One in every five women in Norway with Indian heritage becomes a doctor, according to a report in the Scandinavian country.

Norwegian women with Indian heritage smash national average to become doctors

The high proportion of the demographic taking the medical career path is in part due to the influence of their parents, according to a report by national broadcaster NRK.

“The medical profession is highly respected in India. You hear that from your parents, and you are influenced by that,” Doctor Archana Sharma, whose parents moved to Norway from India, told NRK.

The high status of the medical profession in India influences career choices in Norway, the broadcaster writes.

The Institute for Social Research in Oslo has found that, for Norwegian women between the ages of 26 and 35 and with Indian heritage, almost one in five have completed medical studies.

By comparison, only one in 100 women with Norwegian-born parents in the same age group become doctors, according to the study, which was reported by newspaper Utrop.

“Many people experience very strong expectations that they will go into higher education, preferably within the type of high-status professions which provide security and good pay,” sociologist and project manager for the study Arnfinn Midtbøen told NRK.

“This shows that the migration [of the women’s parents, ed.] was successful,” Midtbøen also said.

An Oslo medicine student told NRK that her parents valued higher education without pressuring her.

“They have encouraged me here and throughout my childhood, but I felt no pressure to choose medicine. I think it is very common in Indian families that parents encourage children from an early stage to go into higher education,” Anisha Sharma told the broadcaster.

Given data |

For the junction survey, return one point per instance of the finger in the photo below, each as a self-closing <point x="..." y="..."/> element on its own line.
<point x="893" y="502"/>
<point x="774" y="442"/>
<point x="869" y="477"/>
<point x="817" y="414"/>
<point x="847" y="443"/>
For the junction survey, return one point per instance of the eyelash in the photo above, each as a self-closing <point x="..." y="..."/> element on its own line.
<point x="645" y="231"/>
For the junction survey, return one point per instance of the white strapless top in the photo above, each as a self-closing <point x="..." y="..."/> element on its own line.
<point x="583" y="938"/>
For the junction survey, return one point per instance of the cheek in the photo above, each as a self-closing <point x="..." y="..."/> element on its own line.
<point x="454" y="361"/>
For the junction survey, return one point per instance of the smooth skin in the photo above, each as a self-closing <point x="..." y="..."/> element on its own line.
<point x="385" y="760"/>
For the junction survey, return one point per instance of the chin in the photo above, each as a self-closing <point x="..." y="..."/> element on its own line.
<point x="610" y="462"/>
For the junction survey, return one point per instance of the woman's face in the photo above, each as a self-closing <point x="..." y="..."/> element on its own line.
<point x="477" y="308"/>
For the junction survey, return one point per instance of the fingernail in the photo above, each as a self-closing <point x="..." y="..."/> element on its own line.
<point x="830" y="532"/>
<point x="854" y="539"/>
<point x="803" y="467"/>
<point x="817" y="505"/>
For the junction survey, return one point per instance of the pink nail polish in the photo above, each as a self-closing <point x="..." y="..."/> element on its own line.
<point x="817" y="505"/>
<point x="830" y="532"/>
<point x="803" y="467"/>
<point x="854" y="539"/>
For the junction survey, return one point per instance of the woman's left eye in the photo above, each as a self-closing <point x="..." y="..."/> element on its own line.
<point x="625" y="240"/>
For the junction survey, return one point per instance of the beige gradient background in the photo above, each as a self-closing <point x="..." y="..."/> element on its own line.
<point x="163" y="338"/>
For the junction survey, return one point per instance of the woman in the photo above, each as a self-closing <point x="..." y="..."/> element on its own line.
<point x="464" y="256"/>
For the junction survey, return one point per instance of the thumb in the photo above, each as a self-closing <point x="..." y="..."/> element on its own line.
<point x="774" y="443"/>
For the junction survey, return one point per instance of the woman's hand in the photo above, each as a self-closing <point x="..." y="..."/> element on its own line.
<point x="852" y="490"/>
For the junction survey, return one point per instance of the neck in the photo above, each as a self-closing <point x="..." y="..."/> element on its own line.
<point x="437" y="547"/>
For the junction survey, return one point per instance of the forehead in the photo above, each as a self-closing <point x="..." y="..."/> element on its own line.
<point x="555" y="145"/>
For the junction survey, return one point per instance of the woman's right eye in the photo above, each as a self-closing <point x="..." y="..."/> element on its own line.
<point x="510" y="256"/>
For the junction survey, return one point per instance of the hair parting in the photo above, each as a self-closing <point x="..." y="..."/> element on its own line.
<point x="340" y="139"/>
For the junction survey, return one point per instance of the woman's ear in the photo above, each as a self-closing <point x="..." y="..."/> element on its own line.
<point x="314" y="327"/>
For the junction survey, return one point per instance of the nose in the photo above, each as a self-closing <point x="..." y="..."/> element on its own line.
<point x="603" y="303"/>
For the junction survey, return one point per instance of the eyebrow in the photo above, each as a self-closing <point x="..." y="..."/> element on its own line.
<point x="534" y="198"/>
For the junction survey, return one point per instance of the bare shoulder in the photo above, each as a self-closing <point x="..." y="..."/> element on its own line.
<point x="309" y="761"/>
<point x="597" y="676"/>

What this exercise asks |
**A)** In the article on Norwegian women with Indian heritage, what share of women with Norwegian-born parents aged 26 to 35 become doctors?
**B)** Echo the article on Norwegian women with Indian heritage verbatim, beginning at the words "Norwegian women with" and stopping after "national broadcaster NRK.".
Disregard the entries; they have nothing to do with the article.

Solved tasks |
**A)** Only one in 100.

**B)**
Norwegian women with Indian heritage smash national average to become doctors

The high proportion of the demographic taking the medical career path is in part due to the influence of their parents, according to a report by national broadcaster NRK.